About this task — Set down the records that follow exactly and completely.

Data shown —
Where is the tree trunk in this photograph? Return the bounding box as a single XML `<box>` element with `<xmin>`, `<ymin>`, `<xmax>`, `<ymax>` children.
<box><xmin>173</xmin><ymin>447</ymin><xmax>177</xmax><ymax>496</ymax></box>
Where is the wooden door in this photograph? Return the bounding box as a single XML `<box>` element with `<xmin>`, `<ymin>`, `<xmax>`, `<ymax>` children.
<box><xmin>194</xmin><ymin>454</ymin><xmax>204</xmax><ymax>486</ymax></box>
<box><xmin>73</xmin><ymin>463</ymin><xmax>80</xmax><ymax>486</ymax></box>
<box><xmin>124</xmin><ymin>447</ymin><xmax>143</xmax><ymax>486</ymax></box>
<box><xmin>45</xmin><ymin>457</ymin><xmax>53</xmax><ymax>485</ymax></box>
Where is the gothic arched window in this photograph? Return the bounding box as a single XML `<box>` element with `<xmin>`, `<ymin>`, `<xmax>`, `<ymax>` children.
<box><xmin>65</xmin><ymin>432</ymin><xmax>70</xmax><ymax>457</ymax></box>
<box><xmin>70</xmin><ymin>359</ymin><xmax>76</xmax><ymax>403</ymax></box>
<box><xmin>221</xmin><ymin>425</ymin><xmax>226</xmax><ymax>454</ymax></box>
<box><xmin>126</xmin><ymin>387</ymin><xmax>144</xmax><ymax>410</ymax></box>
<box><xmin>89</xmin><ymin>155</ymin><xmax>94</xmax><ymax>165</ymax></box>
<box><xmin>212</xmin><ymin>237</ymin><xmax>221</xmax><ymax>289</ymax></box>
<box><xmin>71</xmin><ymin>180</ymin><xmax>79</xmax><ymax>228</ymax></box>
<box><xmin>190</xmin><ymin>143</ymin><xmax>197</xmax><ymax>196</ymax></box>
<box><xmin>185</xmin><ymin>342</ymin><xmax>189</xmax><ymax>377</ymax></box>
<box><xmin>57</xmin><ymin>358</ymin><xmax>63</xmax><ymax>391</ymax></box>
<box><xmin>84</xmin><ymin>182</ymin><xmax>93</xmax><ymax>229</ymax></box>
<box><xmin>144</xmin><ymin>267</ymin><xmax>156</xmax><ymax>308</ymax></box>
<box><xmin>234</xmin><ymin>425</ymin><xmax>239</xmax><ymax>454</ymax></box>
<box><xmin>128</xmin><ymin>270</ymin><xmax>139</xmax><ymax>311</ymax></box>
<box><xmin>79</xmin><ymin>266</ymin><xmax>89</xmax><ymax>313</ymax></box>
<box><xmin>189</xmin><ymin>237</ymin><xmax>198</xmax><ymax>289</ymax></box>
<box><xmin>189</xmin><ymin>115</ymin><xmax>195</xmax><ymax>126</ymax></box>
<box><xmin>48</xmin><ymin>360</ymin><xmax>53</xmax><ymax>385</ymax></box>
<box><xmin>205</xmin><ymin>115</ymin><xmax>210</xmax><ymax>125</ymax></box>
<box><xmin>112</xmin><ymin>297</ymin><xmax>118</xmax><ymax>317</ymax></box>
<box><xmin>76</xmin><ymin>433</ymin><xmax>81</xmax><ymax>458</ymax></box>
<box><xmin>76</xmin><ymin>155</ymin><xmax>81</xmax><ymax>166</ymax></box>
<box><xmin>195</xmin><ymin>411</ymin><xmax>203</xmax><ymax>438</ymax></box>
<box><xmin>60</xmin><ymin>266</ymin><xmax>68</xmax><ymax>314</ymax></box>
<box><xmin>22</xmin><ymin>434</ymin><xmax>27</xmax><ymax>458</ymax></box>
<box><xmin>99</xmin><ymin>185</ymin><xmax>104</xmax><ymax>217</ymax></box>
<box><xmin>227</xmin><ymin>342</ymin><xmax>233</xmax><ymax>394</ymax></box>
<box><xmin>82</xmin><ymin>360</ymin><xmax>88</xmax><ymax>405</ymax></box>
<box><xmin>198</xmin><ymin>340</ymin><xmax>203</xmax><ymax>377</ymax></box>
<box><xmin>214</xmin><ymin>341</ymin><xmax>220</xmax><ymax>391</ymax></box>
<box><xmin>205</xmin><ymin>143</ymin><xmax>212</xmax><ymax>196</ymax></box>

Finished exercise —
Where is the tree trunk in this photograph? Return the bounding box as a single XML `<box>` element with `<xmin>`, `<ymin>`, `<xmax>`, `<ymax>` children.
<box><xmin>173</xmin><ymin>447</ymin><xmax>177</xmax><ymax>496</ymax></box>
Where is the wooden door in this photograph? Return the bounding box as a single XML `<box>` element with `<xmin>`, `<ymin>`, `<xmax>`, `<ymax>` children.
<box><xmin>194</xmin><ymin>454</ymin><xmax>204</xmax><ymax>486</ymax></box>
<box><xmin>73</xmin><ymin>463</ymin><xmax>80</xmax><ymax>486</ymax></box>
<box><xmin>124</xmin><ymin>447</ymin><xmax>143</xmax><ymax>486</ymax></box>
<box><xmin>45</xmin><ymin>457</ymin><xmax>53</xmax><ymax>485</ymax></box>
Where is the gothic arched window in this photograph? Return the bounding box as a single XML `<box>` element with `<xmin>`, `<ymin>`, `<xmax>`, `<ymax>` children.
<box><xmin>65</xmin><ymin>432</ymin><xmax>70</xmax><ymax>457</ymax></box>
<box><xmin>70</xmin><ymin>359</ymin><xmax>76</xmax><ymax>403</ymax></box>
<box><xmin>221</xmin><ymin>425</ymin><xmax>226</xmax><ymax>454</ymax></box>
<box><xmin>126</xmin><ymin>387</ymin><xmax>144</xmax><ymax>410</ymax></box>
<box><xmin>89</xmin><ymin>155</ymin><xmax>94</xmax><ymax>165</ymax></box>
<box><xmin>212</xmin><ymin>237</ymin><xmax>221</xmax><ymax>289</ymax></box>
<box><xmin>71</xmin><ymin>180</ymin><xmax>79</xmax><ymax>228</ymax></box>
<box><xmin>190</xmin><ymin>143</ymin><xmax>197</xmax><ymax>196</ymax></box>
<box><xmin>185</xmin><ymin>342</ymin><xmax>189</xmax><ymax>377</ymax></box>
<box><xmin>57</xmin><ymin>358</ymin><xmax>63</xmax><ymax>391</ymax></box>
<box><xmin>84</xmin><ymin>182</ymin><xmax>93</xmax><ymax>229</ymax></box>
<box><xmin>144</xmin><ymin>267</ymin><xmax>156</xmax><ymax>308</ymax></box>
<box><xmin>234</xmin><ymin>425</ymin><xmax>239</xmax><ymax>454</ymax></box>
<box><xmin>128</xmin><ymin>270</ymin><xmax>139</xmax><ymax>311</ymax></box>
<box><xmin>79</xmin><ymin>266</ymin><xmax>89</xmax><ymax>313</ymax></box>
<box><xmin>189</xmin><ymin>237</ymin><xmax>198</xmax><ymax>289</ymax></box>
<box><xmin>189</xmin><ymin>115</ymin><xmax>195</xmax><ymax>126</ymax></box>
<box><xmin>48</xmin><ymin>360</ymin><xmax>53</xmax><ymax>385</ymax></box>
<box><xmin>205</xmin><ymin>115</ymin><xmax>210</xmax><ymax>125</ymax></box>
<box><xmin>112</xmin><ymin>297</ymin><xmax>118</xmax><ymax>317</ymax></box>
<box><xmin>76</xmin><ymin>433</ymin><xmax>81</xmax><ymax>458</ymax></box>
<box><xmin>76</xmin><ymin>155</ymin><xmax>81</xmax><ymax>166</ymax></box>
<box><xmin>195</xmin><ymin>411</ymin><xmax>203</xmax><ymax>438</ymax></box>
<box><xmin>60</xmin><ymin>266</ymin><xmax>68</xmax><ymax>314</ymax></box>
<box><xmin>22</xmin><ymin>434</ymin><xmax>27</xmax><ymax>458</ymax></box>
<box><xmin>99</xmin><ymin>185</ymin><xmax>104</xmax><ymax>217</ymax></box>
<box><xmin>227</xmin><ymin>342</ymin><xmax>233</xmax><ymax>394</ymax></box>
<box><xmin>82</xmin><ymin>360</ymin><xmax>88</xmax><ymax>405</ymax></box>
<box><xmin>198</xmin><ymin>340</ymin><xmax>203</xmax><ymax>377</ymax></box>
<box><xmin>214</xmin><ymin>341</ymin><xmax>220</xmax><ymax>391</ymax></box>
<box><xmin>205</xmin><ymin>143</ymin><xmax>212</xmax><ymax>196</ymax></box>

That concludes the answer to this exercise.